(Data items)

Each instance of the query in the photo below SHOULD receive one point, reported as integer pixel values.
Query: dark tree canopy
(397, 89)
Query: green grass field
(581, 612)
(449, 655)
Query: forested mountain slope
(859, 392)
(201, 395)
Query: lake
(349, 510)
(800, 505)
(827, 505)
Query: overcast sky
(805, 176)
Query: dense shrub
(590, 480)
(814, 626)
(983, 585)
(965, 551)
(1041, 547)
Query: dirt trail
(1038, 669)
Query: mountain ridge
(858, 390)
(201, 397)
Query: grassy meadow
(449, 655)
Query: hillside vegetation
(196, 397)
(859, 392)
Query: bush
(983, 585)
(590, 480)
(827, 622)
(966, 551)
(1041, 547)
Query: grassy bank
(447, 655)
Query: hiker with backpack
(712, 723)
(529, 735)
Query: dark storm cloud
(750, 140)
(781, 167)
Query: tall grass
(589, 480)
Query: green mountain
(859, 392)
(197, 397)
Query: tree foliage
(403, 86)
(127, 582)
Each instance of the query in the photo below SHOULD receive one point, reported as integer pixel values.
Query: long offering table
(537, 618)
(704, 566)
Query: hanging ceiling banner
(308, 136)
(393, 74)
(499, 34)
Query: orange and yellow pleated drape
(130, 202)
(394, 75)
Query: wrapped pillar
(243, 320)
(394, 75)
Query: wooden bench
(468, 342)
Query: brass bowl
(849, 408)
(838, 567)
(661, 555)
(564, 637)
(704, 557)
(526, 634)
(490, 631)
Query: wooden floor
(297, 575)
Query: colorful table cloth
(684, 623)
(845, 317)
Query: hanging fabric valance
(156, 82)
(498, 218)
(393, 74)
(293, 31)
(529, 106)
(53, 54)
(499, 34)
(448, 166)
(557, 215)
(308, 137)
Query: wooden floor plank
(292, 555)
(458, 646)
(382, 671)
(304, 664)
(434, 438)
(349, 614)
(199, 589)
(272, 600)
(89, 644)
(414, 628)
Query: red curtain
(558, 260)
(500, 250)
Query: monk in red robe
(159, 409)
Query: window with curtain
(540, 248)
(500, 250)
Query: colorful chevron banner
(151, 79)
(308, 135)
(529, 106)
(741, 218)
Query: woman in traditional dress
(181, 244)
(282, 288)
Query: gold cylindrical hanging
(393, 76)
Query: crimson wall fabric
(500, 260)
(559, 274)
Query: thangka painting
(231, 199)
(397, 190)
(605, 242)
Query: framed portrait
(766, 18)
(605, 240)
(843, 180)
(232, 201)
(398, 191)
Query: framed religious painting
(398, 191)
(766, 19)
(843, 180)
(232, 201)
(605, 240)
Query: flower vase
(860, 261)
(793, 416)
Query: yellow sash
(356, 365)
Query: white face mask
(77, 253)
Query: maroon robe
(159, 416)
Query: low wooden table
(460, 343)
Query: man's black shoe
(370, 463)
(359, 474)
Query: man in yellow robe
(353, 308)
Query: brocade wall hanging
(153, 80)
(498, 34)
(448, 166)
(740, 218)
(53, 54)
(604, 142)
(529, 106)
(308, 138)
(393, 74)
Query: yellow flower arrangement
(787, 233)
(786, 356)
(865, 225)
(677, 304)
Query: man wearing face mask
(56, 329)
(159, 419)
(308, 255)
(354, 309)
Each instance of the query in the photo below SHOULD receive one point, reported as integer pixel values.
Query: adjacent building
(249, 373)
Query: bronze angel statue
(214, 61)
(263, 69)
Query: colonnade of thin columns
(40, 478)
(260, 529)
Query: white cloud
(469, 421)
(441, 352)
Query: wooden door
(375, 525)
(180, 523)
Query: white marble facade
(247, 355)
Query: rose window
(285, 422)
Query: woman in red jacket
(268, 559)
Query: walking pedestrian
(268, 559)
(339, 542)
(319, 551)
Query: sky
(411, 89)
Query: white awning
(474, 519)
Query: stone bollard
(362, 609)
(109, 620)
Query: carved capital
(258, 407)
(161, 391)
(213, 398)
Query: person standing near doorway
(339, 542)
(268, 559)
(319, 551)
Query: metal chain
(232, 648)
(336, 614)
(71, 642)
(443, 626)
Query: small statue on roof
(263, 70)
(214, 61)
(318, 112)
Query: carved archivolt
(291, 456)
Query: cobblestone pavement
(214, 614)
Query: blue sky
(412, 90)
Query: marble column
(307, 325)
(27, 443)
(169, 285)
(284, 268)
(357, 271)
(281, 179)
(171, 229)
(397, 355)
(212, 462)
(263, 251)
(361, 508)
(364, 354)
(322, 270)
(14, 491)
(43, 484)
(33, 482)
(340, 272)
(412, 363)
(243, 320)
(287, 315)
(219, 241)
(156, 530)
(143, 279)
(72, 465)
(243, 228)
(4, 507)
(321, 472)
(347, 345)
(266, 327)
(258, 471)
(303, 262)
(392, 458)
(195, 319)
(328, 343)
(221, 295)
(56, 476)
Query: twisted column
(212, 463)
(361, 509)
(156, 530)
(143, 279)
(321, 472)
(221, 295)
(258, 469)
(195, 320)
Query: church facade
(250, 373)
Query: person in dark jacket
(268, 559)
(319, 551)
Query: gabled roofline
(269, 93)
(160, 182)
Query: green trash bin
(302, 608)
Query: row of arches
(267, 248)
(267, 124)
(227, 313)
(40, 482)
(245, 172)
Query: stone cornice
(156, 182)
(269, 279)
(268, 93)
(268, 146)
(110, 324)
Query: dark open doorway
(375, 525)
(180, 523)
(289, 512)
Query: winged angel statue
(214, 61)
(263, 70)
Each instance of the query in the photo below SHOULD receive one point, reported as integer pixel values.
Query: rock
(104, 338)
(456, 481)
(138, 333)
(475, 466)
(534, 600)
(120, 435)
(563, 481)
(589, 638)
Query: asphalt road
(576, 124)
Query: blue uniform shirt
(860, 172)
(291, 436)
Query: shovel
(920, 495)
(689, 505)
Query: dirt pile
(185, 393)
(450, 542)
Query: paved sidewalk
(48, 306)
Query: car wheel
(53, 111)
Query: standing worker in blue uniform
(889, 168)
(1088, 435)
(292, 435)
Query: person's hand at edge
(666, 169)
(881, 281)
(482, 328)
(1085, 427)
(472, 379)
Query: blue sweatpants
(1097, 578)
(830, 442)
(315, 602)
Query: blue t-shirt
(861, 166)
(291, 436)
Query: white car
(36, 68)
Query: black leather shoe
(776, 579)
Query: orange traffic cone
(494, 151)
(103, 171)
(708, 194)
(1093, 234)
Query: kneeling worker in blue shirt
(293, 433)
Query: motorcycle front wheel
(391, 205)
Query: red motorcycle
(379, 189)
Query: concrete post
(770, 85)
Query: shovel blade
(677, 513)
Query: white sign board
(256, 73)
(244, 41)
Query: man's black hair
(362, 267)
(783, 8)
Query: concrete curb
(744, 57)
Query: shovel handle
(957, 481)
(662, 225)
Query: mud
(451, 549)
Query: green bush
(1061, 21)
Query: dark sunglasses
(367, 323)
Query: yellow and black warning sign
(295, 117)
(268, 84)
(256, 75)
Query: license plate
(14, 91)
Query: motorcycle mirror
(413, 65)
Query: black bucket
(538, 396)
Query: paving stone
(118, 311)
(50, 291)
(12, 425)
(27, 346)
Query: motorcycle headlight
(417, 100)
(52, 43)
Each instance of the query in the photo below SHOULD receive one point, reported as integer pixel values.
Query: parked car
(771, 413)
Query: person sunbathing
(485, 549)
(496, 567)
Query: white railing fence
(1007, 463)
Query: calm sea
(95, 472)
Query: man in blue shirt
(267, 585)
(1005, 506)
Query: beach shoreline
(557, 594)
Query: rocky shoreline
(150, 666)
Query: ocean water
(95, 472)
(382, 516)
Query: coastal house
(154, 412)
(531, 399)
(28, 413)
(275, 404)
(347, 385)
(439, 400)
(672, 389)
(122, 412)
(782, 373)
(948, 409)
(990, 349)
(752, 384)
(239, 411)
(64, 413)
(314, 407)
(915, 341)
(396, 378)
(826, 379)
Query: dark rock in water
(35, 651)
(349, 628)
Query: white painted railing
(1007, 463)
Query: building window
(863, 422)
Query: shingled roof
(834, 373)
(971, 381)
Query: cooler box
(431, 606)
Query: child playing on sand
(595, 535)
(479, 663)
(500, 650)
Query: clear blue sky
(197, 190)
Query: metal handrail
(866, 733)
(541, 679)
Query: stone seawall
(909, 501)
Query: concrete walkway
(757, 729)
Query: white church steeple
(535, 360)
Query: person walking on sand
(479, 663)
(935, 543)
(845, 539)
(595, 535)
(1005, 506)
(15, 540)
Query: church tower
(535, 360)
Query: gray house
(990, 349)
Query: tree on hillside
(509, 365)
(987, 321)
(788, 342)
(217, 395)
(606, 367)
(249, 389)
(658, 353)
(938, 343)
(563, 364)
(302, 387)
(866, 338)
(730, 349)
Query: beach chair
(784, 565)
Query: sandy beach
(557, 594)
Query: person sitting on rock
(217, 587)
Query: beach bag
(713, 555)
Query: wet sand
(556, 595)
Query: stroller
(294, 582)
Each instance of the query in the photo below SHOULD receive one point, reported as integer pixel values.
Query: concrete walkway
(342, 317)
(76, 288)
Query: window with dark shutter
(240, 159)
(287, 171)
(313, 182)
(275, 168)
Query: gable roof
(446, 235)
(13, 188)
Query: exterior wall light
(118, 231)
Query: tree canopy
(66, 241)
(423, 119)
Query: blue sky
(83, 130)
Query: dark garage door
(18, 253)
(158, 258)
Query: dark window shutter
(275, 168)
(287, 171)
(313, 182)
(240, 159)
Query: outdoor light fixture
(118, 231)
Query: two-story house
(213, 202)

**GIVEN PROBLEM**
Return exactly the lines from the one containing "Query: beach bag" to the last line of the data, and nothing more.

**SOLUTION TO THE PROBLEM**
Query: beach bag
(713, 555)
Query: wet sand
(556, 595)
Query: stroller
(294, 582)
Each instance of the query in the photo below SHOULD receive one point, reported as integer pixel values.
Query: concrete walkway
(342, 317)
(76, 288)
Query: window with dark shutter
(240, 159)
(287, 171)
(313, 182)
(275, 168)
Query: gable roof
(446, 235)
(13, 188)
Query: exterior wall light
(118, 231)
Query: tree canopy
(66, 241)
(423, 119)
Query: blue sky
(83, 130)
Query: dark garage door
(18, 253)
(158, 258)
Query: dark window shutter
(275, 168)
(287, 171)
(313, 182)
(240, 159)
Query: outdoor light fixture
(118, 231)
Query: two-story house
(213, 202)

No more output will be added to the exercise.